╭─ Data for analysis

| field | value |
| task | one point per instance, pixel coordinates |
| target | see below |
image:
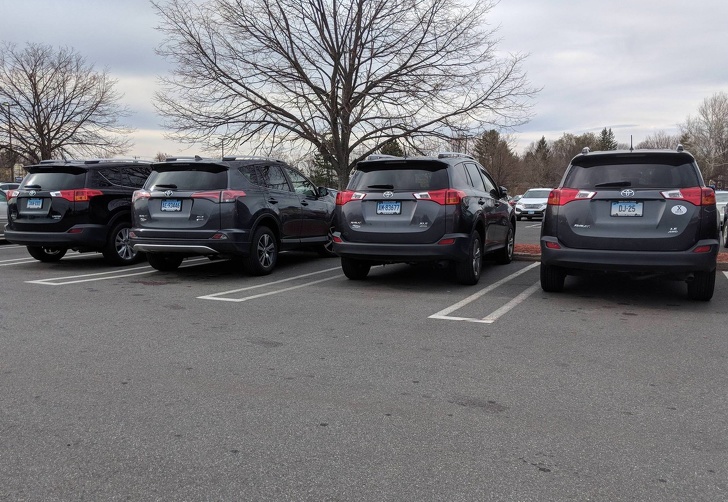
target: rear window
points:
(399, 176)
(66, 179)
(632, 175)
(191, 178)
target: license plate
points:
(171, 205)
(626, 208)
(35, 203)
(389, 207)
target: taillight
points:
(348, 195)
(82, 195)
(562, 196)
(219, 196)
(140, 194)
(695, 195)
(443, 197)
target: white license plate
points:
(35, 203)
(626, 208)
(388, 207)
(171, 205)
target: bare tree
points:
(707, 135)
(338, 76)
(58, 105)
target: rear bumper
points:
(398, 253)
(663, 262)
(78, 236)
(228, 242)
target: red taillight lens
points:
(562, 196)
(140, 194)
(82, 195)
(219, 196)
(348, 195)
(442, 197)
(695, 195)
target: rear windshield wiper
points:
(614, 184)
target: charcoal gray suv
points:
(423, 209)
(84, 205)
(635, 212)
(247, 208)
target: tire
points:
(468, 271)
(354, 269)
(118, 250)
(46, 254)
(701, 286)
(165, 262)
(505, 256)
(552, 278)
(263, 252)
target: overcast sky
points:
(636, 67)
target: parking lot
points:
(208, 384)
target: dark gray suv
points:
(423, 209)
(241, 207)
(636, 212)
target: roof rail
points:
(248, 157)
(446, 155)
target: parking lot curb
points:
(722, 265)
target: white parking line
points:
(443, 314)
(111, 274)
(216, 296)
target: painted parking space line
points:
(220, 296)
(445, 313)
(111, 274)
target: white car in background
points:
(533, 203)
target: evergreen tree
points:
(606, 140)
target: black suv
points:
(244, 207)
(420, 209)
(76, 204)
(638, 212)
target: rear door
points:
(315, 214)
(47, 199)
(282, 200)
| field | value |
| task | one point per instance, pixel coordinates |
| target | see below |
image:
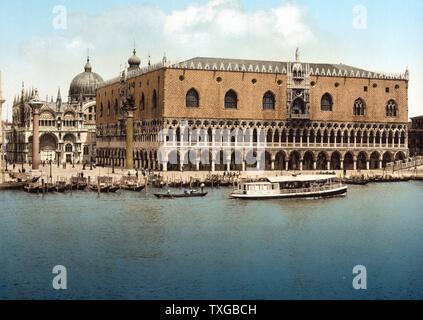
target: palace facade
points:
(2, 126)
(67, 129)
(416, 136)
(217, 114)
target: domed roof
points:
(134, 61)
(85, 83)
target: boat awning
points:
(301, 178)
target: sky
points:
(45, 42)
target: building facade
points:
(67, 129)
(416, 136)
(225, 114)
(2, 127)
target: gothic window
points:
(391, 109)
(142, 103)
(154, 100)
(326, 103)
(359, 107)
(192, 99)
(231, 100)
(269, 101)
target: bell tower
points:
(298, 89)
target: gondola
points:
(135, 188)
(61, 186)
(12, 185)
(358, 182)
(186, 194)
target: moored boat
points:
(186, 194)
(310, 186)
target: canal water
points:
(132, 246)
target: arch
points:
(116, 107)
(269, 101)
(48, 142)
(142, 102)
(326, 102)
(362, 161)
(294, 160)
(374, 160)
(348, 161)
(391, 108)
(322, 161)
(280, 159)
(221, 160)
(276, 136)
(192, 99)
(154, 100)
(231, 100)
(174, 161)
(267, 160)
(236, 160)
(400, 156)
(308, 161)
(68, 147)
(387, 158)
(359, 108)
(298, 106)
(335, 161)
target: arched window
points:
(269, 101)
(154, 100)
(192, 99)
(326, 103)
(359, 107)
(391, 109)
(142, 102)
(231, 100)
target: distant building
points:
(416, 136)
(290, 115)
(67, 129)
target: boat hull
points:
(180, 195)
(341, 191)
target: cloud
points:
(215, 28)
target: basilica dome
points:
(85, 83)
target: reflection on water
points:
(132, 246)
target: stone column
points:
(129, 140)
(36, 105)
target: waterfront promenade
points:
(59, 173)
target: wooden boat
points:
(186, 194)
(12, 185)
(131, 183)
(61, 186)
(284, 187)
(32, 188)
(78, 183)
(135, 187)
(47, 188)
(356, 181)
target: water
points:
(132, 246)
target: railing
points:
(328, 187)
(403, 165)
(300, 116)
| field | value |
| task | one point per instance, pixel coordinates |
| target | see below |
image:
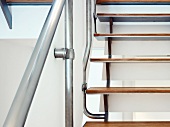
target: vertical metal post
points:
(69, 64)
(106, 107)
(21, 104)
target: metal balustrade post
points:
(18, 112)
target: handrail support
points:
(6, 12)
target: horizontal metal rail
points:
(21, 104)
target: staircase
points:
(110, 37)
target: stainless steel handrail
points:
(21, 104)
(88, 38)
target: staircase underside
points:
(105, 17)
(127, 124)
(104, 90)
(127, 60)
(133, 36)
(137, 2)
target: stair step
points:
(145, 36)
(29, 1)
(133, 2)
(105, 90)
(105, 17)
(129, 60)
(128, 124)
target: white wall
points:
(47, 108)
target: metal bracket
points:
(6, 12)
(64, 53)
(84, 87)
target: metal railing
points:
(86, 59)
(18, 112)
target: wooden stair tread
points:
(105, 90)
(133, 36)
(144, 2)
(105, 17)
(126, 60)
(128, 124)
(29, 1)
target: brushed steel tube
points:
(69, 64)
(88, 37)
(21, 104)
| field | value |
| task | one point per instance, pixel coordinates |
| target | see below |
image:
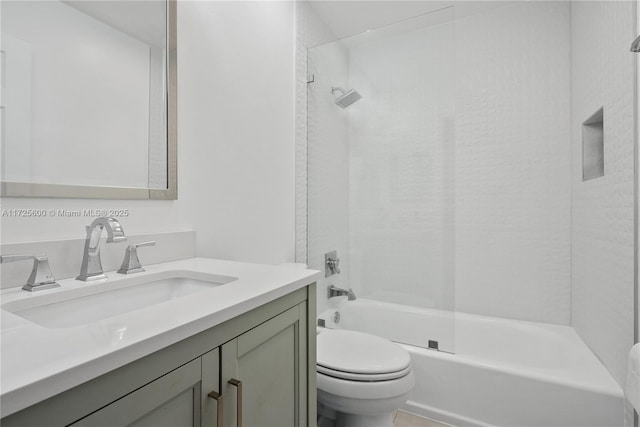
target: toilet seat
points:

╰─

Once the pictures are set aside, please output all the data word for word.

*Result of the task*.
| field | value |
| task | one point per instance, pixel coordinates |
| target | see below |
image:
target: rear window
points:
(399, 176)
(66, 179)
(632, 175)
(191, 178)
target: license plate
points:
(171, 205)
(626, 208)
(35, 203)
(389, 207)
target: taillight
points:
(348, 195)
(82, 195)
(562, 196)
(219, 196)
(140, 194)
(695, 195)
(443, 197)
target: white license plate
points:
(35, 203)
(626, 208)
(388, 207)
(171, 205)
target: bare tree
points:
(707, 135)
(338, 76)
(58, 105)
target: rear bumper
points:
(398, 253)
(663, 262)
(78, 236)
(228, 242)
target: red taillight lens
points:
(562, 196)
(140, 194)
(82, 195)
(219, 196)
(348, 195)
(442, 197)
(695, 195)
target: rear windshield wiper
points:
(614, 184)
target: charcoal gray suv
points:
(423, 209)
(84, 205)
(635, 212)
(247, 208)
target: tire
points:
(468, 271)
(354, 269)
(118, 250)
(46, 254)
(701, 286)
(165, 262)
(505, 256)
(552, 278)
(263, 252)
target: overcast sky
points:
(636, 67)
target: parking lot
points:
(208, 384)
target: dark gray suv
points:
(423, 209)
(241, 207)
(636, 212)
target: roof rail
points:
(248, 157)
(446, 155)
target: parking lot curb
points:
(722, 265)
target: white parking line
points:
(443, 314)
(111, 274)
(216, 296)
target: painted parking space line
points:
(220, 296)
(445, 313)
(111, 274)
target: white car in background
points:
(533, 203)
target: evergreen tree
points:
(606, 140)
target: black suv
points:
(244, 207)
(420, 209)
(76, 204)
(638, 212)
target: rear door
points:
(315, 214)
(47, 199)
(282, 200)
| field | value |
| task | one point per instance, pixel coordinates |
| target | see below |
image:
target: palace facade
points:
(2, 126)
(67, 129)
(416, 136)
(217, 114)
target: domed roof
points:
(134, 61)
(85, 83)
target: boat awning
points:
(301, 178)
target: sky
points:
(45, 42)
target: building facade
points:
(67, 129)
(416, 136)
(225, 114)
(2, 127)
target: gothic window
points:
(391, 109)
(142, 103)
(154, 100)
(326, 103)
(359, 107)
(192, 99)
(231, 100)
(269, 101)
target: bell tower
points:
(298, 89)
target: gondola
points:
(135, 188)
(61, 186)
(12, 185)
(358, 182)
(186, 194)
target: moored boat
points:
(186, 194)
(310, 186)
target: canal water
points:
(132, 246)
target: arch
points:
(116, 107)
(269, 101)
(48, 142)
(142, 102)
(326, 102)
(362, 161)
(294, 160)
(374, 160)
(348, 161)
(391, 108)
(322, 161)
(280, 159)
(221, 160)
(276, 136)
(192, 99)
(154, 100)
(231, 100)
(174, 161)
(267, 160)
(236, 160)
(400, 156)
(308, 161)
(68, 147)
(387, 158)
(359, 108)
(298, 106)
(335, 161)
target: arched window
points:
(269, 101)
(154, 100)
(192, 99)
(326, 103)
(359, 107)
(391, 109)
(142, 102)
(231, 100)
target: distant building
points:
(416, 136)
(290, 115)
(67, 129)
target: boat hull
points:
(180, 195)
(341, 191)
target: cloud
points:
(215, 28)
target: basilica dome
points:
(85, 83)
target: reflection on water
points:
(132, 246)
target: stone column
points:
(129, 140)
(36, 105)
target: waterfront promenade
points:
(59, 173)
target: wooden boat
points:
(186, 194)
(12, 185)
(131, 183)
(61, 186)
(284, 187)
(32, 188)
(78, 183)
(135, 187)
(47, 188)
(356, 181)
target: water
points:
(132, 246)
target: railing
points:
(328, 187)
(403, 165)
(300, 116)
| field | value |
| task | one point per instance, pixel coordinates |
| target | see below |
image:
target: vertical metal post
points:
(69, 64)
(106, 107)
(21, 104)
target: metal balustrade post
points:
(18, 112)
target: handrail support
points:
(6, 12)
target: horizontal metal rail
points:
(21, 104)
target: staircase
points:
(110, 37)
target: stainless steel handrail
points:
(21, 104)
(88, 38)
target: staircase underside
points:
(105, 17)
(127, 124)
(104, 90)
(127, 60)
(133, 36)
(137, 2)
target: stair step
points:
(145, 36)
(29, 1)
(133, 2)
(105, 90)
(105, 17)
(129, 60)
(128, 124)
target: white wall
points:
(47, 108)
target: metal bracket
points:
(6, 12)
(64, 53)
(84, 87)
target: metal railing
points:
(86, 59)
(18, 112)
target: wooden stair tread
points:
(105, 90)
(133, 36)
(144, 2)
(105, 17)
(126, 60)
(128, 124)
(29, 1)
target: brushed steel tube
points:
(69, 64)
(88, 37)
(21, 104)
| field | value |
| task | one point per instance, pixel coordinates |
| target | see below |
image:
target: toilet seat
points:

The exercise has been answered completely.